### Written exercise:
Please pull out every line of the rows below that contains the string "hiking", matching case exactly.

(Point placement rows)
• • • • • • •
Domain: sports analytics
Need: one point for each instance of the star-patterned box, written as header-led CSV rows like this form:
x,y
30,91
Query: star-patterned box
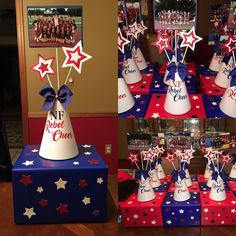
x,y
71,190
142,214
156,108
185,213
218,213
158,85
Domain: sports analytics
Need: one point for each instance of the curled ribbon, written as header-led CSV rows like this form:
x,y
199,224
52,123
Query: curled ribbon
x,y
63,95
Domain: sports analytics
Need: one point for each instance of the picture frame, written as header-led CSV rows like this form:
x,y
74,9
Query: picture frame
x,y
174,15
54,26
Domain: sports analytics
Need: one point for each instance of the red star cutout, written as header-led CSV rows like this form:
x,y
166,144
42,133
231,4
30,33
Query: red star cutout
x,y
75,57
170,158
227,158
44,66
122,41
83,183
43,203
230,44
189,39
48,164
63,208
162,43
93,161
96,212
133,157
26,180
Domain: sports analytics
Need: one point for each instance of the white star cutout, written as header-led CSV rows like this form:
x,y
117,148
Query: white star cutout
x,y
99,180
28,163
61,184
40,189
29,212
86,200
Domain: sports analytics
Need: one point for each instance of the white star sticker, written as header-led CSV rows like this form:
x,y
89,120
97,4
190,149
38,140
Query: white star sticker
x,y
40,189
29,212
86,200
169,222
100,180
28,163
61,184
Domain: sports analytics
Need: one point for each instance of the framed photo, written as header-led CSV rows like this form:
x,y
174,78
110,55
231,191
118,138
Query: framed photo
x,y
54,26
174,15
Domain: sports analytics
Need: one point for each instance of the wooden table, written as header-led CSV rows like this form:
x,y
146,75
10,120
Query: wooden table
x,y
9,228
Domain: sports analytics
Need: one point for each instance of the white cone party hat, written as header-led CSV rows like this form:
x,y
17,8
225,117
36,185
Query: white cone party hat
x,y
160,171
217,192
228,101
207,173
222,78
181,192
125,98
177,101
139,58
232,173
154,180
131,72
215,64
187,179
58,142
145,191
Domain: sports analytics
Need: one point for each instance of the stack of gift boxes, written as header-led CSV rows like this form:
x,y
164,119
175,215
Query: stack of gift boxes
x,y
174,206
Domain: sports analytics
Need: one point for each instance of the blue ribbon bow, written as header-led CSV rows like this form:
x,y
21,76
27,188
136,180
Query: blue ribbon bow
x,y
181,69
64,95
233,77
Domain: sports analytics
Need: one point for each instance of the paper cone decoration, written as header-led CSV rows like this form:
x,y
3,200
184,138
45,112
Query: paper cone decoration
x,y
228,102
145,191
215,64
131,72
218,190
58,142
232,173
181,192
139,58
125,98
154,180
207,173
222,78
210,181
160,171
187,179
177,100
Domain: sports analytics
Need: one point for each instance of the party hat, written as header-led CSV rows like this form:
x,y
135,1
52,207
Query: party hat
x,y
58,142
222,78
232,173
228,101
181,192
125,98
177,101
145,191
138,56
215,64
130,72
217,192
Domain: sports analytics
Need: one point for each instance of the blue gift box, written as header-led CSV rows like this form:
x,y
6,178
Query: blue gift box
x,y
158,86
181,213
205,71
140,107
73,190
211,104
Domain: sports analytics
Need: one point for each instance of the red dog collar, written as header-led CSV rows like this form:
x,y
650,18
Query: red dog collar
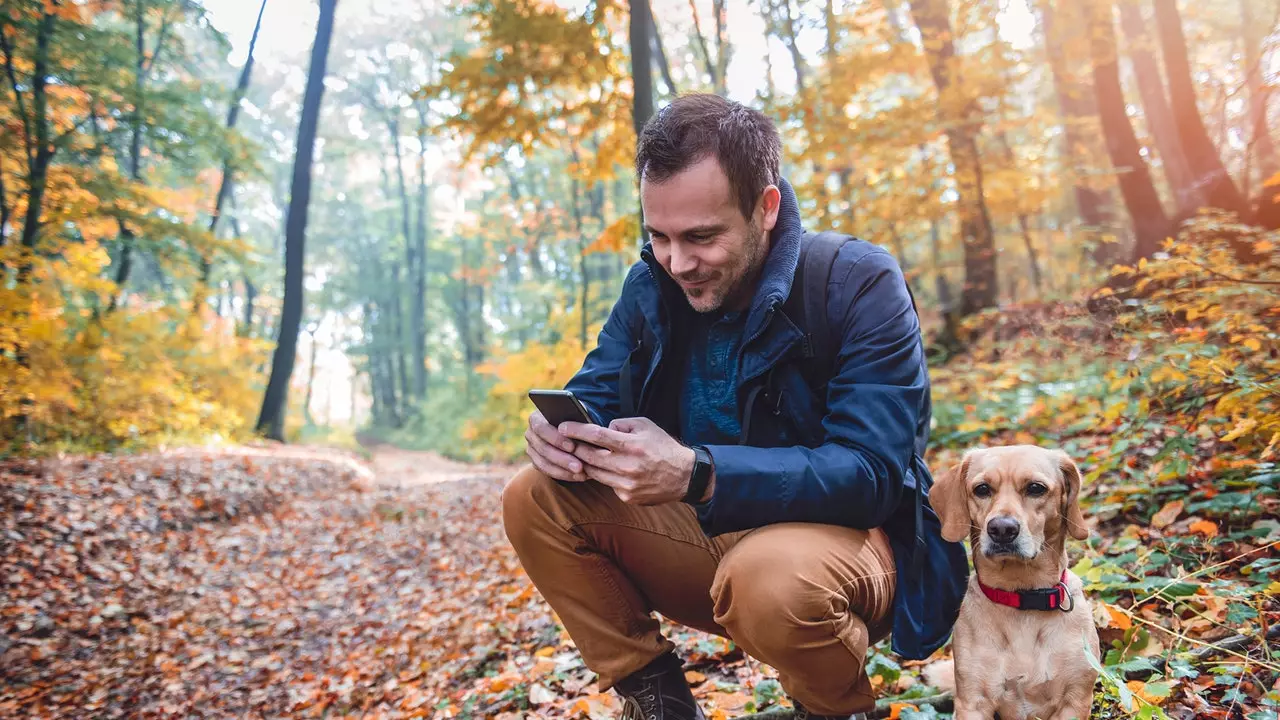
x,y
1056,597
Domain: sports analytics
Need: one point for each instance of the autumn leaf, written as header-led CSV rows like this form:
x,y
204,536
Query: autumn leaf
x,y
1206,528
1166,514
615,238
1119,618
895,709
694,677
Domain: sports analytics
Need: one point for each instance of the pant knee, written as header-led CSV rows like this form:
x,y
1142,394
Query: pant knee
x,y
769,600
524,502
758,591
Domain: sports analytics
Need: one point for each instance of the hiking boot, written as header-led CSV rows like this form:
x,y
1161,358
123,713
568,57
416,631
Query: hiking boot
x,y
801,712
658,692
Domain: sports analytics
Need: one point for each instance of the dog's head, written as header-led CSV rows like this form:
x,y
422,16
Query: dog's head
x,y
1016,500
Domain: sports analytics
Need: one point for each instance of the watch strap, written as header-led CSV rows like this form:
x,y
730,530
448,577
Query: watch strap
x,y
700,474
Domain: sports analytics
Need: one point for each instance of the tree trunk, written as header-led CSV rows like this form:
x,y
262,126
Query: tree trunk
x,y
960,118
419,313
272,418
1264,149
1151,226
127,236
659,54
641,64
224,187
1155,109
794,45
1202,158
44,151
1032,260
397,320
1068,57
311,378
702,44
722,48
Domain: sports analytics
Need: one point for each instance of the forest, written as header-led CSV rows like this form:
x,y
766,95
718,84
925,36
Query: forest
x,y
243,238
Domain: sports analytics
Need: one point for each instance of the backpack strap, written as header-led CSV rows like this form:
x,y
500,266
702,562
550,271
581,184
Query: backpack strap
x,y
807,304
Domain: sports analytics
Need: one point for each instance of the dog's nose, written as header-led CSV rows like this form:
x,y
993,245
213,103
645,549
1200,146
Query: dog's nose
x,y
1002,529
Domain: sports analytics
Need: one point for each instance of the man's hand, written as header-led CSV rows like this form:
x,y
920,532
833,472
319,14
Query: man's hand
x,y
634,456
551,451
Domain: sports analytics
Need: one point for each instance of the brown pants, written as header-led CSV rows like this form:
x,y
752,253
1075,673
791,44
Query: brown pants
x,y
803,597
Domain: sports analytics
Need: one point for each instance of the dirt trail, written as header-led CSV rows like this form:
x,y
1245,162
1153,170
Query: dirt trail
x,y
254,583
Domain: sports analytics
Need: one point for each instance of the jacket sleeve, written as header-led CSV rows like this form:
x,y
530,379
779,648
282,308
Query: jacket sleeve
x,y
597,382
874,399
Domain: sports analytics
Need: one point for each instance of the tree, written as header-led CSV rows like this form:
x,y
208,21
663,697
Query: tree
x,y
1260,135
1206,167
639,32
960,119
1151,226
1068,59
224,186
272,418
1155,105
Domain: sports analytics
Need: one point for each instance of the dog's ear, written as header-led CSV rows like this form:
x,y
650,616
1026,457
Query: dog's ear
x,y
1072,497
950,500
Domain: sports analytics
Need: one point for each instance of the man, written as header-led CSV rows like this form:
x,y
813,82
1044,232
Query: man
x,y
721,487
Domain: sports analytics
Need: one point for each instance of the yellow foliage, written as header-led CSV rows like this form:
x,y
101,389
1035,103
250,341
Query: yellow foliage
x,y
76,374
498,432
616,237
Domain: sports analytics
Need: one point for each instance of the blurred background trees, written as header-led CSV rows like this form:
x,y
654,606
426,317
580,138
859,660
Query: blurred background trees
x,y
472,205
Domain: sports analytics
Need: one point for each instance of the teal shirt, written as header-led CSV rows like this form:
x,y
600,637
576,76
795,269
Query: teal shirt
x,y
708,405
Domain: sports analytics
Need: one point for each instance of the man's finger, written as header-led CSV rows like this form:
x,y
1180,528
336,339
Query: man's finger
x,y
595,434
547,468
631,424
599,458
548,432
553,455
607,477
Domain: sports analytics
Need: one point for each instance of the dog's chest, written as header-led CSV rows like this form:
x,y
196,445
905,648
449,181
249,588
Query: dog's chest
x,y
1020,662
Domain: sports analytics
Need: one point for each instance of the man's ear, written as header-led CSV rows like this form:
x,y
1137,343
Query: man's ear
x,y
950,500
769,203
1072,497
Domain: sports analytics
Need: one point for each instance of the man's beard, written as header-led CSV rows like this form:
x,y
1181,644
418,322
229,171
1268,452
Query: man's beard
x,y
741,277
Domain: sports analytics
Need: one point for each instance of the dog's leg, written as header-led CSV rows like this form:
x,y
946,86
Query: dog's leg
x,y
1077,709
973,711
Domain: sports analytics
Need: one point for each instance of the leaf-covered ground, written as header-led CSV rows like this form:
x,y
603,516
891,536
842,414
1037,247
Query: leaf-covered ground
x,y
286,582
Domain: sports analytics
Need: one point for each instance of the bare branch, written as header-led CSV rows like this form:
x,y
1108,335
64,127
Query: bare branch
x,y
702,42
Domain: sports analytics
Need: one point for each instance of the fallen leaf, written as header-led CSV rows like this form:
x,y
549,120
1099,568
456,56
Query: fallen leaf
x,y
895,709
539,695
1206,528
1166,514
1119,618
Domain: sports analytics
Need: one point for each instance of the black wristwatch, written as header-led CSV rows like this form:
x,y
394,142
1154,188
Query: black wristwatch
x,y
702,474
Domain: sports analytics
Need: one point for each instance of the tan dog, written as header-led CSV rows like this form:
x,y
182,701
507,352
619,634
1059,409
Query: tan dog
x,y
1025,625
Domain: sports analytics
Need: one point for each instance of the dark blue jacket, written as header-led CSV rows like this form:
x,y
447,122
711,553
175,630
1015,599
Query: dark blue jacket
x,y
845,454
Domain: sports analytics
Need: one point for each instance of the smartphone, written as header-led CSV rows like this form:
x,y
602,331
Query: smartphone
x,y
560,406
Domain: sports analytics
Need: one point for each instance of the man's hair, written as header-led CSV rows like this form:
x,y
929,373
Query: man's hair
x,y
691,127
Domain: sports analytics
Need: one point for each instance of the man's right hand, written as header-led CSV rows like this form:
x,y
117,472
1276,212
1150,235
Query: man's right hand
x,y
551,451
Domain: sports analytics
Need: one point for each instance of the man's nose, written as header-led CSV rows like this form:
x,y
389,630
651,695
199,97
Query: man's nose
x,y
681,260
1002,529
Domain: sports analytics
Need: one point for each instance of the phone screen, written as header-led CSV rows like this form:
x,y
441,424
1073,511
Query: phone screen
x,y
560,406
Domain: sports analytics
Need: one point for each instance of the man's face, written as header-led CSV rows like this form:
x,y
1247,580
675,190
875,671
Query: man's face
x,y
702,238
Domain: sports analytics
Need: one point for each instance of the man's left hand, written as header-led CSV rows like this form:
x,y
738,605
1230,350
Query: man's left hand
x,y
639,460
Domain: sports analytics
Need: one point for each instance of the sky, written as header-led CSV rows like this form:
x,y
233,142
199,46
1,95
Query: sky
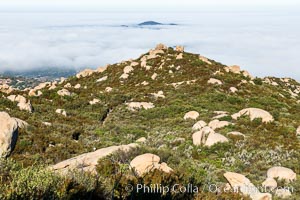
x,y
135,4
263,40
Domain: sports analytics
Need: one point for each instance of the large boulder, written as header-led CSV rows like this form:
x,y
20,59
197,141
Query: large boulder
x,y
200,137
191,115
139,105
269,183
199,125
88,161
283,193
254,113
204,59
23,104
128,69
179,49
63,92
214,81
161,47
6,89
61,111
215,124
282,173
214,138
239,182
9,133
147,162
234,69
85,73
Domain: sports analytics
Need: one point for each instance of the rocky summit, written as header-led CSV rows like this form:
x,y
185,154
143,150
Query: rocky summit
x,y
167,118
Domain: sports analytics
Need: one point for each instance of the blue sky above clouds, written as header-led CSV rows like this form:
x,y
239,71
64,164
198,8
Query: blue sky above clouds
x,y
264,39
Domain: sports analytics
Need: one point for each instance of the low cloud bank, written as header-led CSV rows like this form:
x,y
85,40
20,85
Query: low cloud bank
x,y
264,44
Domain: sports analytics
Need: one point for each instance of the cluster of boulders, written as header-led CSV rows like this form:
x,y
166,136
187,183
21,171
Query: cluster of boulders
x,y
204,59
159,94
147,162
214,81
64,92
128,69
9,130
133,106
254,113
89,72
237,70
61,112
6,89
205,133
23,103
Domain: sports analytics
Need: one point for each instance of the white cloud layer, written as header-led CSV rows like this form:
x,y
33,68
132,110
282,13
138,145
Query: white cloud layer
x,y
263,43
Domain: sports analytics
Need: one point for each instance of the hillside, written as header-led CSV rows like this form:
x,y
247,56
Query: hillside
x,y
192,119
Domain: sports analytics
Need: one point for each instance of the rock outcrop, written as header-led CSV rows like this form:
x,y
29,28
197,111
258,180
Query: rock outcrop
x,y
204,59
139,105
147,162
254,113
214,138
88,161
199,125
282,173
216,124
208,137
9,127
64,92
191,115
159,94
23,104
6,89
61,111
283,193
270,183
214,81
85,73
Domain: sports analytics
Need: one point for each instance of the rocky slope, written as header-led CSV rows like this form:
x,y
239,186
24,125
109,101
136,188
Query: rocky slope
x,y
183,113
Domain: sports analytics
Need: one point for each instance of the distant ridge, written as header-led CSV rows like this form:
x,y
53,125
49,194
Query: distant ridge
x,y
154,23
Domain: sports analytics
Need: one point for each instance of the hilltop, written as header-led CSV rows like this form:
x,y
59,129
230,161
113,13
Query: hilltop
x,y
167,117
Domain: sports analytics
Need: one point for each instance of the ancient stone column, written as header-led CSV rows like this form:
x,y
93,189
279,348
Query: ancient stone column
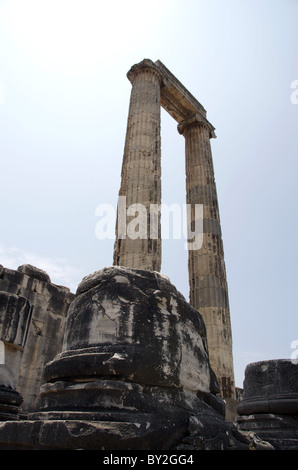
x,y
140,187
207,275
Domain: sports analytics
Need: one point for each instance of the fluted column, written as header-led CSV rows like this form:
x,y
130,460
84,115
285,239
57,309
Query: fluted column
x,y
207,275
141,173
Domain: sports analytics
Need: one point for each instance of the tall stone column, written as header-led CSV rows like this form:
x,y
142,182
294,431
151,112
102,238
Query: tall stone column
x,y
141,173
207,275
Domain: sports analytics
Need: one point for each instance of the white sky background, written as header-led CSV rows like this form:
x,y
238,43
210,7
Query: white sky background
x,y
64,101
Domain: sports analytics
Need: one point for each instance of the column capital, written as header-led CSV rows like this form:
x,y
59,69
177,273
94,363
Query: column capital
x,y
143,66
198,120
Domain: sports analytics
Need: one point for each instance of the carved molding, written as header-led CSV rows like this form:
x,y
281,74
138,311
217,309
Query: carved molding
x,y
196,120
144,66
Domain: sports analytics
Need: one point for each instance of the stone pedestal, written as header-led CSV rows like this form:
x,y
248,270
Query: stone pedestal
x,y
270,402
15,315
• • • • • • •
### Solution to the exercise:
Need: one point for each instance of the hiking boot, written as header-led CSV rows like this form:
Query: hiking boot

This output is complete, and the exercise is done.